━━━ Information shown

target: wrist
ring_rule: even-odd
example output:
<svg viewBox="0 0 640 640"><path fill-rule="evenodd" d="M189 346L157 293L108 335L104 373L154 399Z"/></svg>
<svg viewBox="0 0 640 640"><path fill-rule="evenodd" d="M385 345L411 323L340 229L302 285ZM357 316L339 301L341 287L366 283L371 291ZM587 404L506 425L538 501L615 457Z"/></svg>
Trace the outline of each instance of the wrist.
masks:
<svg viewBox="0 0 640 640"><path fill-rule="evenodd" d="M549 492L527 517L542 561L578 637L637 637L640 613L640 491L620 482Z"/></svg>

━━━━━━

Please print out every record exactly as it is written.

### Response for this exercise
target: wrist
ring_rule: even-odd
example output:
<svg viewBox="0 0 640 640"><path fill-rule="evenodd" d="M189 346L157 293L108 335L104 373L154 399Z"/></svg>
<svg viewBox="0 0 640 640"><path fill-rule="evenodd" d="M385 345L411 323L340 229L302 285ZM357 316L339 301L341 287L366 283L371 291ZM587 404L506 425L538 501L615 457Z"/></svg>
Trace the outline of each instance of the wrist.
masks:
<svg viewBox="0 0 640 640"><path fill-rule="evenodd" d="M549 492L527 517L542 561L578 637L637 637L640 613L640 491L620 482Z"/></svg>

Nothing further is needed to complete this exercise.